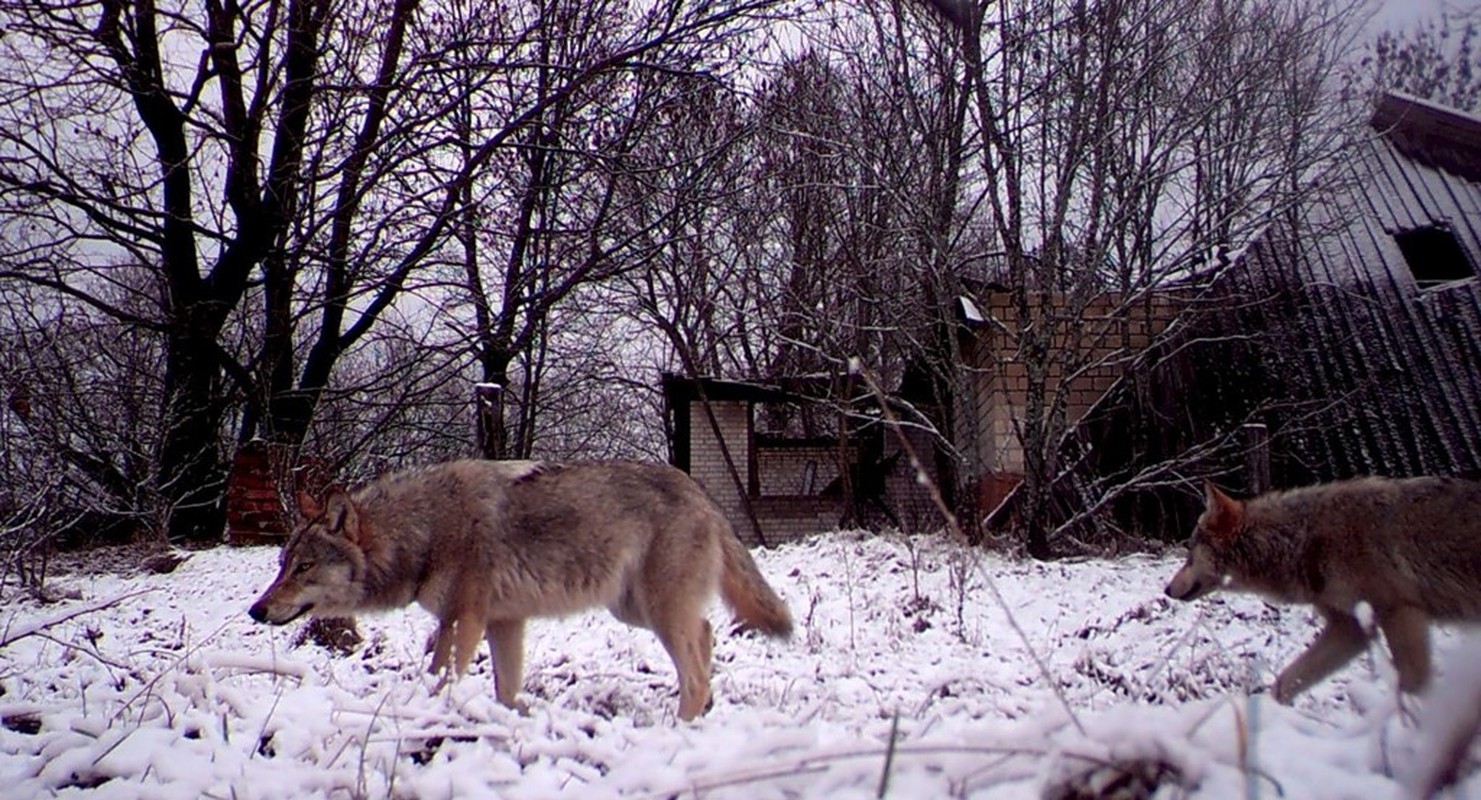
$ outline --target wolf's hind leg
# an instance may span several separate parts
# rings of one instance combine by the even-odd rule
[[[1275,679],[1275,700],[1282,705],[1290,705],[1296,695],[1331,675],[1368,646],[1368,635],[1357,617],[1325,609],[1322,614],[1327,618],[1327,627]]]
[[[524,685],[525,621],[501,619],[488,624],[489,649],[494,654],[494,696],[518,709],[515,695]]]
[[[715,663],[715,629],[709,620],[703,620],[704,630],[700,632],[699,641],[704,645],[704,651],[700,653],[700,660],[704,662],[707,669]]]
[[[453,640],[453,674],[466,675],[473,655],[478,652],[478,640],[483,638],[483,620],[471,613],[460,615],[449,638]]]
[[[710,706],[713,631],[698,613],[672,613],[653,626],[679,673],[679,719],[688,721]]]
[[[1415,694],[1430,681],[1430,618],[1415,606],[1376,612],[1399,673],[1399,691]]]
[[[453,647],[453,620],[439,620],[437,630],[427,640],[427,652],[432,654],[432,666],[427,669],[433,675],[447,669],[447,657]]]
□ □ □ □ □
**WORK INSTRUCTION**
Give the preceding data back exactly, minus every picture.

**RESPONSE TO THE EXERCISE**
$ outline --target wolf's hind leg
# an instance may span several separate parts
# rings of one instance combine by the even-odd rule
[[[1275,679],[1275,700],[1282,705],[1290,705],[1296,695],[1331,675],[1368,646],[1368,635],[1357,617],[1325,609],[1322,614],[1327,618],[1327,627]]]
[[[524,685],[525,621],[501,619],[488,624],[489,649],[494,654],[494,696],[518,709],[515,695]]]
[[[715,663],[715,629],[709,620],[703,620],[704,630],[700,632],[699,641],[704,645],[704,651],[700,653],[700,660],[704,662],[707,669]]]
[[[453,640],[453,674],[466,675],[473,655],[478,652],[478,640],[483,638],[483,620],[471,613],[460,615],[449,638]]]
[[[710,706],[713,631],[698,613],[672,613],[653,626],[679,673],[679,719],[688,721]]]
[[[1415,694],[1430,681],[1430,618],[1415,606],[1376,612],[1399,673],[1399,691]]]
[[[453,647],[453,620],[439,620],[437,630],[427,640],[427,652],[432,654],[432,666],[427,669],[433,675],[447,669],[447,657]]]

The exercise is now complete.